EXCERPTED RECORDS:

** begin **

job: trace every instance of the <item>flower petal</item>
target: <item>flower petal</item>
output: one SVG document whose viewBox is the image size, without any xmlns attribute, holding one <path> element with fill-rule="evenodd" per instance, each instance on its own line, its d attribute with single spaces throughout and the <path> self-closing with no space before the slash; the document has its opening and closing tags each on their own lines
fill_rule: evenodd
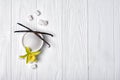
<svg viewBox="0 0 120 80">
<path fill-rule="evenodd" d="M 19 56 L 20 58 L 25 58 L 27 56 L 27 54 L 23 55 L 23 56 Z"/>
<path fill-rule="evenodd" d="M 31 49 L 29 47 L 25 47 L 25 50 L 26 50 L 27 54 L 31 53 Z"/>
<path fill-rule="evenodd" d="M 40 53 L 41 53 L 41 51 L 36 51 L 36 52 L 32 52 L 31 54 L 37 56 L 37 55 L 39 55 Z"/>
</svg>

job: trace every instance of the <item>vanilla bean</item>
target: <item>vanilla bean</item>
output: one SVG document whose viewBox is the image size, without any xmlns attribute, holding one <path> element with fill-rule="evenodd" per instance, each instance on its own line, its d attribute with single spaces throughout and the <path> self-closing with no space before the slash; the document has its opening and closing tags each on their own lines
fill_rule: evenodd
<svg viewBox="0 0 120 80">
<path fill-rule="evenodd" d="M 35 33 L 32 29 L 24 26 L 24 25 L 21 24 L 21 23 L 17 23 L 17 24 L 20 25 L 20 26 L 22 26 L 22 27 L 24 27 L 24 28 L 26 28 L 26 29 L 28 29 L 29 31 L 33 32 L 36 36 L 38 36 L 41 40 L 43 40 L 43 41 L 44 41 L 46 44 L 48 44 L 48 46 L 50 47 L 50 44 L 49 44 L 46 40 L 44 40 L 38 33 Z"/>
<path fill-rule="evenodd" d="M 14 31 L 14 32 L 35 32 L 35 33 L 45 34 L 45 35 L 49 35 L 49 36 L 53 37 L 53 35 L 50 33 L 39 32 L 39 31 L 19 30 L 19 31 Z"/>
</svg>

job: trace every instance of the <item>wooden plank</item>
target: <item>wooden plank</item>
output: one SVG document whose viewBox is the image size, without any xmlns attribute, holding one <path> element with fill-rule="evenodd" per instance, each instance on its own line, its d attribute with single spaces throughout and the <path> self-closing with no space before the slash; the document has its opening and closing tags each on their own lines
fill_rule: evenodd
<svg viewBox="0 0 120 80">
<path fill-rule="evenodd" d="M 87 80 L 86 0 L 38 0 L 37 3 L 42 12 L 40 19 L 49 20 L 47 27 L 37 27 L 55 34 L 52 47 L 41 55 L 37 79 Z"/>
<path fill-rule="evenodd" d="M 37 23 L 37 30 L 50 32 L 54 37 L 48 37 L 51 47 L 46 45 L 40 55 L 37 69 L 38 80 L 62 80 L 62 42 L 61 42 L 61 0 L 38 0 L 37 9 L 41 11 L 40 19 L 48 20 L 48 26 L 40 26 Z"/>
<path fill-rule="evenodd" d="M 120 80 L 120 0 L 114 0 L 115 80 Z"/>
<path fill-rule="evenodd" d="M 11 0 L 0 0 L 0 80 L 11 79 Z"/>
<path fill-rule="evenodd" d="M 62 3 L 63 80 L 88 80 L 87 0 Z"/>
<path fill-rule="evenodd" d="M 113 0 L 88 1 L 89 80 L 115 80 Z"/>
<path fill-rule="evenodd" d="M 24 33 L 14 33 L 15 30 L 24 30 L 17 22 L 34 28 L 34 23 L 28 22 L 28 16 L 33 15 L 36 9 L 35 0 L 13 0 L 12 1 L 12 79 L 11 80 L 37 80 L 36 70 L 26 64 L 25 60 L 19 59 L 20 55 L 25 54 L 22 46 L 22 36 Z"/>
</svg>

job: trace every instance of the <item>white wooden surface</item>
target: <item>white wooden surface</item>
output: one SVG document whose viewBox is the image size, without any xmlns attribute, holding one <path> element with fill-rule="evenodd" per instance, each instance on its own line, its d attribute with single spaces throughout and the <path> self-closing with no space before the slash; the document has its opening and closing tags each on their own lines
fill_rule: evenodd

** end **

AIM OF THE EXERCISE:
Can you write out every item above line for line, leaving the pictures out?

FINAL RESULT:
job: trace every instance of the <item>flower petal</item>
target: <item>flower petal</item>
output: one SVG document whose viewBox is the image size, without any xmlns attribute, holding one <path> element with fill-rule="evenodd" per instance, each instance on its own line, its d attribute with single spaces throughout and the <path> self-closing with no space before the slash; the document has its opening and closing tags each on their own lines
fill_rule: evenodd
<svg viewBox="0 0 120 80">
<path fill-rule="evenodd" d="M 19 56 L 20 58 L 25 58 L 27 56 L 27 54 L 23 55 L 23 56 Z"/>
<path fill-rule="evenodd" d="M 31 49 L 29 47 L 25 47 L 25 50 L 26 50 L 27 54 L 31 53 Z"/>
<path fill-rule="evenodd" d="M 40 53 L 41 53 L 41 51 L 36 51 L 36 52 L 32 52 L 31 54 L 37 56 L 37 55 L 39 55 Z"/>
</svg>

job: trace every instance of the <item>vanilla bean</item>
target: <item>vanilla bean</item>
output: one SVG document whose viewBox is the image size, without any xmlns attribute, holding one <path> element with fill-rule="evenodd" per instance, each instance on its own line, its d attribute with single spaces throughout and the <path> self-closing with no space before the slash; the document has its opening and closing tags each on their own lines
fill_rule: evenodd
<svg viewBox="0 0 120 80">
<path fill-rule="evenodd" d="M 35 33 L 32 29 L 24 26 L 24 25 L 21 24 L 21 23 L 17 23 L 17 24 L 20 25 L 20 26 L 22 26 L 22 27 L 24 27 L 24 28 L 26 28 L 26 29 L 28 29 L 29 31 L 33 32 L 36 36 L 38 36 L 41 40 L 43 40 L 43 41 L 44 41 L 46 44 L 48 44 L 48 46 L 50 47 L 50 44 L 49 44 L 46 40 L 44 40 L 38 33 Z"/>
<path fill-rule="evenodd" d="M 14 31 L 14 32 L 35 32 L 35 33 L 45 34 L 45 35 L 49 35 L 49 36 L 53 37 L 53 35 L 50 33 L 39 32 L 39 31 L 19 30 L 19 31 Z"/>
</svg>

job: trace every instance of the <item>wooden plank</item>
target: <item>wooden plank</item>
output: one SVG document whose viewBox is the image size, without any xmlns attribute, holding one <path> element with fill-rule="evenodd" per instance, each instance on its own line, its d attribute with single spaces throughout and the <path> self-closing with no space before the slash; the document has its opening and closing tags each on their own lines
fill_rule: evenodd
<svg viewBox="0 0 120 80">
<path fill-rule="evenodd" d="M 87 80 L 86 0 L 38 0 L 37 3 L 42 12 L 40 19 L 49 20 L 47 27 L 37 27 L 55 34 L 52 47 L 41 55 L 37 79 Z"/>
<path fill-rule="evenodd" d="M 37 23 L 37 30 L 50 32 L 54 37 L 48 37 L 51 47 L 46 45 L 40 55 L 37 69 L 38 80 L 62 80 L 62 42 L 61 42 L 61 0 L 38 0 L 37 9 L 41 11 L 40 19 L 48 20 L 48 26 L 40 26 Z"/>
<path fill-rule="evenodd" d="M 120 80 L 120 0 L 114 0 L 115 80 Z"/>
<path fill-rule="evenodd" d="M 11 0 L 0 0 L 0 80 L 11 79 Z"/>
<path fill-rule="evenodd" d="M 62 3 L 63 80 L 88 80 L 87 0 Z"/>
<path fill-rule="evenodd" d="M 113 0 L 88 1 L 89 80 L 115 80 Z"/>
<path fill-rule="evenodd" d="M 24 33 L 14 33 L 15 30 L 24 30 L 17 22 L 34 28 L 34 23 L 28 22 L 28 16 L 33 15 L 36 9 L 35 0 L 13 0 L 12 1 L 12 79 L 11 80 L 37 80 L 36 70 L 26 64 L 25 60 L 19 59 L 20 55 L 25 54 L 22 46 L 22 36 Z"/>
</svg>

job: trace every instance of the <item>white wooden surface</item>
target: <item>white wooden surface</item>
output: one SVG document whose viewBox is the image size, without any xmlns attribute, holding one <path> element with fill-rule="evenodd" per instance, each instance on its own line, its d attribute with single spaces throughout and the <path> self-closing with no space before the slash; the document has its opening and closing tags each on their own lines
fill_rule: evenodd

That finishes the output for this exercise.